DIRECTIONS FOR THIS TASK: In the records below, find the line containing "You are given a photograph. Could you point to the spectacles"; restate it and every later line word for word, through the last.

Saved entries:
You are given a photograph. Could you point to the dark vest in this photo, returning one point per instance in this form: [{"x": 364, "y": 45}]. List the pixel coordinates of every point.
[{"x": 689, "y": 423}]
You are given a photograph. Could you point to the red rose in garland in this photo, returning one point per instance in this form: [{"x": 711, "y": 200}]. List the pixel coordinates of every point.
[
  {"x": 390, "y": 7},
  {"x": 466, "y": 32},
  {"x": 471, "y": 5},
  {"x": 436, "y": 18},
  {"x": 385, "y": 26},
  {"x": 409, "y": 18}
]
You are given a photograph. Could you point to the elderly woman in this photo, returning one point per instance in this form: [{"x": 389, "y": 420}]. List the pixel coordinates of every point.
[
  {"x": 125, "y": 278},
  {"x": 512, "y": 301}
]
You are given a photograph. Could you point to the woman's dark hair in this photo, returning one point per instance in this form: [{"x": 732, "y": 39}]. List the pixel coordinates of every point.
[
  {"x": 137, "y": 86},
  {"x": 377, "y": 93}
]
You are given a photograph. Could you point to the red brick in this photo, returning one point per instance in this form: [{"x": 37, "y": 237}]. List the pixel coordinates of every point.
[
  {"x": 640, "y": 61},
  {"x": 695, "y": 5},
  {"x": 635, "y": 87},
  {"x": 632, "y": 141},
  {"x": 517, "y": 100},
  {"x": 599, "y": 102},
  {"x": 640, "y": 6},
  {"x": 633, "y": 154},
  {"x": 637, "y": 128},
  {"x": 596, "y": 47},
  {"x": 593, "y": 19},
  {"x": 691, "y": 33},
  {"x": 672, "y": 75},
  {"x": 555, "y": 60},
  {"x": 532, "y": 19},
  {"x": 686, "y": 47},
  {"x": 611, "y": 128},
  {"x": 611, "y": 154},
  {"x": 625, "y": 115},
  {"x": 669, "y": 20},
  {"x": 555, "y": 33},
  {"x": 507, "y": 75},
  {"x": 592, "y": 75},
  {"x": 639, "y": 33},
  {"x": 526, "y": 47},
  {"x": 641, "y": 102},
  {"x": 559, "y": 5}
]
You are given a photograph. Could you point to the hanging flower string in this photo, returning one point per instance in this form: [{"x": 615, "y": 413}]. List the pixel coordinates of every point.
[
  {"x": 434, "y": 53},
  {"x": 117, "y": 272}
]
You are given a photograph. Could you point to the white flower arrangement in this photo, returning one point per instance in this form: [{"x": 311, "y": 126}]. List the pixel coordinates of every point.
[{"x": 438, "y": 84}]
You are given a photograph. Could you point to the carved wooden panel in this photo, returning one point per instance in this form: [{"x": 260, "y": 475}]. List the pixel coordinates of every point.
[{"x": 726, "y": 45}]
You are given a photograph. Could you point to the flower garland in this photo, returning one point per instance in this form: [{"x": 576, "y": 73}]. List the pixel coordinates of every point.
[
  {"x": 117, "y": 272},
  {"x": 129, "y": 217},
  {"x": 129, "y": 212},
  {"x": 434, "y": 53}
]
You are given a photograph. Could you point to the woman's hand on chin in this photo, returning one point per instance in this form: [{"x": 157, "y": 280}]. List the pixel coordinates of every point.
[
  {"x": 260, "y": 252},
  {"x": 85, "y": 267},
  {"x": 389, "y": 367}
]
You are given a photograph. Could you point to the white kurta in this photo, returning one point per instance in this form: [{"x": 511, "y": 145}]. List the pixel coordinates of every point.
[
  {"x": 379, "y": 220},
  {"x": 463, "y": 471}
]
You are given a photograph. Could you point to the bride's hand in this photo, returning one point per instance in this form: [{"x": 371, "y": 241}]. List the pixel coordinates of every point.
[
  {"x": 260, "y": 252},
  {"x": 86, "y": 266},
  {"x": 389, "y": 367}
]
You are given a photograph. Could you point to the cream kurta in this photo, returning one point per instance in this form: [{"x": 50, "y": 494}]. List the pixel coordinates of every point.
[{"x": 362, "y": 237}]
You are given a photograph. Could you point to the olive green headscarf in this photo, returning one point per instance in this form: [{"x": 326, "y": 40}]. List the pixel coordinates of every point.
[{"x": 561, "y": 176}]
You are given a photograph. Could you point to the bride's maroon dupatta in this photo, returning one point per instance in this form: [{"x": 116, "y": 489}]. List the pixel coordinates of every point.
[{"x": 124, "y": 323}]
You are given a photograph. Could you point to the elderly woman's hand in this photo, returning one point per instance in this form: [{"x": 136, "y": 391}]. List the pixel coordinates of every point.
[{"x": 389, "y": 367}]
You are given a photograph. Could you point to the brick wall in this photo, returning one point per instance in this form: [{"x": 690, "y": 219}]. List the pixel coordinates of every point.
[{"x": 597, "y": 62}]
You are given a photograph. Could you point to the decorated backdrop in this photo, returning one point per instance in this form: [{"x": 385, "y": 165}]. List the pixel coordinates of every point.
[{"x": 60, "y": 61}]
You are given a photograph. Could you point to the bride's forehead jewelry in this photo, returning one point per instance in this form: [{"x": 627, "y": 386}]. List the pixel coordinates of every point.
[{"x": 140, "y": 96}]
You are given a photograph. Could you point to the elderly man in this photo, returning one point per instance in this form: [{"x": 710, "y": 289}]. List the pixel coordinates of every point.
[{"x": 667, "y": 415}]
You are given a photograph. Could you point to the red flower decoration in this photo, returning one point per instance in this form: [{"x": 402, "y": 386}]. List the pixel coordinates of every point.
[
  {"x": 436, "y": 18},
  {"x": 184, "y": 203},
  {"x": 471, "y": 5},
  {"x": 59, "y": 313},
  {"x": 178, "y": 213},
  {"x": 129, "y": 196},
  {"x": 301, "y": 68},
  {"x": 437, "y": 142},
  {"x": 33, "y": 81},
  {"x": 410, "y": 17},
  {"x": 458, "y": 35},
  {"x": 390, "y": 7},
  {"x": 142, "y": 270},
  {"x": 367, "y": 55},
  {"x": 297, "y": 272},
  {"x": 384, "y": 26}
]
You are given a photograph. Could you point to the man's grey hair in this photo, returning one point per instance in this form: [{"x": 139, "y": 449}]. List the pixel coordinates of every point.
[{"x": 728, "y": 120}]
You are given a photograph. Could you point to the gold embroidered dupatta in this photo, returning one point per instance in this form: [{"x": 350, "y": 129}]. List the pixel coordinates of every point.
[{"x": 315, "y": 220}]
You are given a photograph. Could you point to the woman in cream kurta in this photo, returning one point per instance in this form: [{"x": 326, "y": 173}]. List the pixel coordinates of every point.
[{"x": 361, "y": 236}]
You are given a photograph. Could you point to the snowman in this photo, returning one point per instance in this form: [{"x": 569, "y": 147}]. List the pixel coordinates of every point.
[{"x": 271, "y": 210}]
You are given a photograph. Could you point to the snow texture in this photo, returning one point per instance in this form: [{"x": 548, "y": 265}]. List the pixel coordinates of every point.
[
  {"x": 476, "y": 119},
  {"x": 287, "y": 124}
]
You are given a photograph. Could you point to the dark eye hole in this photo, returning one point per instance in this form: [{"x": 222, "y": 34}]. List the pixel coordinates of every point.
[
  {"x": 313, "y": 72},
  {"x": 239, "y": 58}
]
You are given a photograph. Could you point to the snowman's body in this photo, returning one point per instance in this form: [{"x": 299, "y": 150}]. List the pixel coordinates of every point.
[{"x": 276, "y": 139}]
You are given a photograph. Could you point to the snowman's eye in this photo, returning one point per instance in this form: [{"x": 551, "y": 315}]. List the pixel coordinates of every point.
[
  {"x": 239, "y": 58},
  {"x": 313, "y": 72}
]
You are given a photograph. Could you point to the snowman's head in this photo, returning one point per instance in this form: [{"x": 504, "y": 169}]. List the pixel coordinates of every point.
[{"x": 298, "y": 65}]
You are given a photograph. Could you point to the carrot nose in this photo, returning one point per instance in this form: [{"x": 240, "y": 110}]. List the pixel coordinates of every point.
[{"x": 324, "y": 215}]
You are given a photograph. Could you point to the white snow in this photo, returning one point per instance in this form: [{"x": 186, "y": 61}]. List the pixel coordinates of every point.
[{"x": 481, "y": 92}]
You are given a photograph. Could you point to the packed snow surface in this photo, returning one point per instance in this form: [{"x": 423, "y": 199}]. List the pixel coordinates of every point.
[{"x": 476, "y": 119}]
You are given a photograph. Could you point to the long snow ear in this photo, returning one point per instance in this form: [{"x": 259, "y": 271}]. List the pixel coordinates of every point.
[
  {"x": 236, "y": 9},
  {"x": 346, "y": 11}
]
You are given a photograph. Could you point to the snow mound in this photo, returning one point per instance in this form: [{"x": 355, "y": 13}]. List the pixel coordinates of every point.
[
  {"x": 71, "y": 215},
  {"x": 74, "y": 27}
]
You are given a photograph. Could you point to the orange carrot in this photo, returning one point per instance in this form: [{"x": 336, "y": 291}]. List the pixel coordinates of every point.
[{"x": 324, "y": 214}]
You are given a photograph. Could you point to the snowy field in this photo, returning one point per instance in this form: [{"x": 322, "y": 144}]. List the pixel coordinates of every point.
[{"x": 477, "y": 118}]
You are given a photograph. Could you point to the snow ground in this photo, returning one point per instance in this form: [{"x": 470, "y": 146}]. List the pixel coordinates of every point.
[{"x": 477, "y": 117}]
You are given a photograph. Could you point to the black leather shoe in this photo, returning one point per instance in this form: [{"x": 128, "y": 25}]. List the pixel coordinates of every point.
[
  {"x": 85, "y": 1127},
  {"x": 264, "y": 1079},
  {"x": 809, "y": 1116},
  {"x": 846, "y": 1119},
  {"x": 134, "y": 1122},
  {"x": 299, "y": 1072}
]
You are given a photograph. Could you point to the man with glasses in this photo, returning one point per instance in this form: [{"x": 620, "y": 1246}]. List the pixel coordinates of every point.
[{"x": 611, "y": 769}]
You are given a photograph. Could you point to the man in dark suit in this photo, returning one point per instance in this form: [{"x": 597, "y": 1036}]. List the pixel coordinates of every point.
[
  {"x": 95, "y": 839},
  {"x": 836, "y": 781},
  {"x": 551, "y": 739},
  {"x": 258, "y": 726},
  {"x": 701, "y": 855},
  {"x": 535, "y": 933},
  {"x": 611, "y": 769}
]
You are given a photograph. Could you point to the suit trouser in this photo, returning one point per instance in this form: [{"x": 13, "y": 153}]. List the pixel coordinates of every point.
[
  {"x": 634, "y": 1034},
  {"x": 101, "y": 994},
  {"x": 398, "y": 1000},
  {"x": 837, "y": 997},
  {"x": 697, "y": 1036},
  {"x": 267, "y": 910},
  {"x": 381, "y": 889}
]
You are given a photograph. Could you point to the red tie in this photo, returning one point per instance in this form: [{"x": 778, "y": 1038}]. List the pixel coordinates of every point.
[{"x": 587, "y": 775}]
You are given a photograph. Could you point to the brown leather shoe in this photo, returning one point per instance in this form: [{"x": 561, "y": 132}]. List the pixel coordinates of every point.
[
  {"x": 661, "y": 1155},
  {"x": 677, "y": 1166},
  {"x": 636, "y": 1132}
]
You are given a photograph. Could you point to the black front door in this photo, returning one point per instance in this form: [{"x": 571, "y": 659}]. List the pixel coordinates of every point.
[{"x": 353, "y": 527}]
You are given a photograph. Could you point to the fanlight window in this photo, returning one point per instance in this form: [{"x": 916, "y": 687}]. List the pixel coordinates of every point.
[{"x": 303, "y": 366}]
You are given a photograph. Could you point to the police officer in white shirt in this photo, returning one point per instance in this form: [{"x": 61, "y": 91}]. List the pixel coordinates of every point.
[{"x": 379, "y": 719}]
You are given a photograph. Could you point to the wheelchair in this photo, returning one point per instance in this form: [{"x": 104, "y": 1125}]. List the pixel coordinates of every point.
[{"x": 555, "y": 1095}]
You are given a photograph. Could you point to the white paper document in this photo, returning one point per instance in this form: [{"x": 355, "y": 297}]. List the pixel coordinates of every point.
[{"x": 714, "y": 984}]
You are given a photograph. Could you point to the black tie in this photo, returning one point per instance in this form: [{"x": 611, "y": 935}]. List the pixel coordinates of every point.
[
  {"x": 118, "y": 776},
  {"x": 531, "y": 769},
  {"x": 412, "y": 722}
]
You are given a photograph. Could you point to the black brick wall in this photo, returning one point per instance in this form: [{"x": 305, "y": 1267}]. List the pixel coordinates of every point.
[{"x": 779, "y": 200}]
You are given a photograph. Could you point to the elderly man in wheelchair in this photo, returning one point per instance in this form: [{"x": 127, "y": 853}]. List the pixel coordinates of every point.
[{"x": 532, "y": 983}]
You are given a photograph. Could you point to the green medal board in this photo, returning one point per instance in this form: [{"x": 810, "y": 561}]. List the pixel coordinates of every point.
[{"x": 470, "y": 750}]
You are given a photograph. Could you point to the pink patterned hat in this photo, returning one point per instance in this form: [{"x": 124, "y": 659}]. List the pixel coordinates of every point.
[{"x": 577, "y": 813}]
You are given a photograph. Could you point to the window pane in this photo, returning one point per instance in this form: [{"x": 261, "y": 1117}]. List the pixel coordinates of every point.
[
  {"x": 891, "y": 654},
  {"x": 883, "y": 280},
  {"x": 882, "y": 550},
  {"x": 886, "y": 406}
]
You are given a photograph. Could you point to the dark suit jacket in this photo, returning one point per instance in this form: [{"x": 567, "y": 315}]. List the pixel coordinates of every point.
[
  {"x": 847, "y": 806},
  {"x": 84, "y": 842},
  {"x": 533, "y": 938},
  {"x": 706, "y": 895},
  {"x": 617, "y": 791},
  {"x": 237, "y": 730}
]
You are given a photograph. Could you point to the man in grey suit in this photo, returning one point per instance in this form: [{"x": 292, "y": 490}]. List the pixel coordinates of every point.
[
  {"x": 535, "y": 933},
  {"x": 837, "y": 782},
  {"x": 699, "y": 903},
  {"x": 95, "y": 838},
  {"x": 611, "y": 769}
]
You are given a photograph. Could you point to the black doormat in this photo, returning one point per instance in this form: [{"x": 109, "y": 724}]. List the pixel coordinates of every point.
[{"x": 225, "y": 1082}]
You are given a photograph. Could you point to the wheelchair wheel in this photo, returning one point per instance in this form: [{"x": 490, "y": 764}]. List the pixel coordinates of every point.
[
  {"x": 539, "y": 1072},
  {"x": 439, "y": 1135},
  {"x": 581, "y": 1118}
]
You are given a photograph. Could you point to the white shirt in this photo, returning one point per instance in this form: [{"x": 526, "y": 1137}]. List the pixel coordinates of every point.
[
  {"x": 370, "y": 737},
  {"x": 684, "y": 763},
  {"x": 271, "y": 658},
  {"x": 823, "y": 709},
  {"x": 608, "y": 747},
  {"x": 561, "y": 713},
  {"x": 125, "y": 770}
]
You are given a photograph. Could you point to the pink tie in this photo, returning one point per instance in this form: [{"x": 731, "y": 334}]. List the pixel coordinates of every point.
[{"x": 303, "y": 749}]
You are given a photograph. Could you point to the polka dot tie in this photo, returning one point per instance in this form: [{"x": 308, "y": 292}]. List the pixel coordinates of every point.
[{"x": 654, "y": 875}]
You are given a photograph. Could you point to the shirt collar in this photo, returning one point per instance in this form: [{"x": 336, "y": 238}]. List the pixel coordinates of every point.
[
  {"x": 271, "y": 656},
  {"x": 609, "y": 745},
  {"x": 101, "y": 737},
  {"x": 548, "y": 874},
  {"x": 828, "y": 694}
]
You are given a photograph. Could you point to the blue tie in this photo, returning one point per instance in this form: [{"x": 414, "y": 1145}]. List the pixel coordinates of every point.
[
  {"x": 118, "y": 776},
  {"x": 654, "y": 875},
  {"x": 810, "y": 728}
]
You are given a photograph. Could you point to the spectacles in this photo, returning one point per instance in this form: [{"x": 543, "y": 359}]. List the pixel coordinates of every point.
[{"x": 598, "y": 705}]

RESULT:
You are given a photograph. Could you point to the spectacles in this photo, returning one point per instance in this form: [{"x": 543, "y": 359}]. List the pixel coordinates of every point.
[{"x": 598, "y": 705}]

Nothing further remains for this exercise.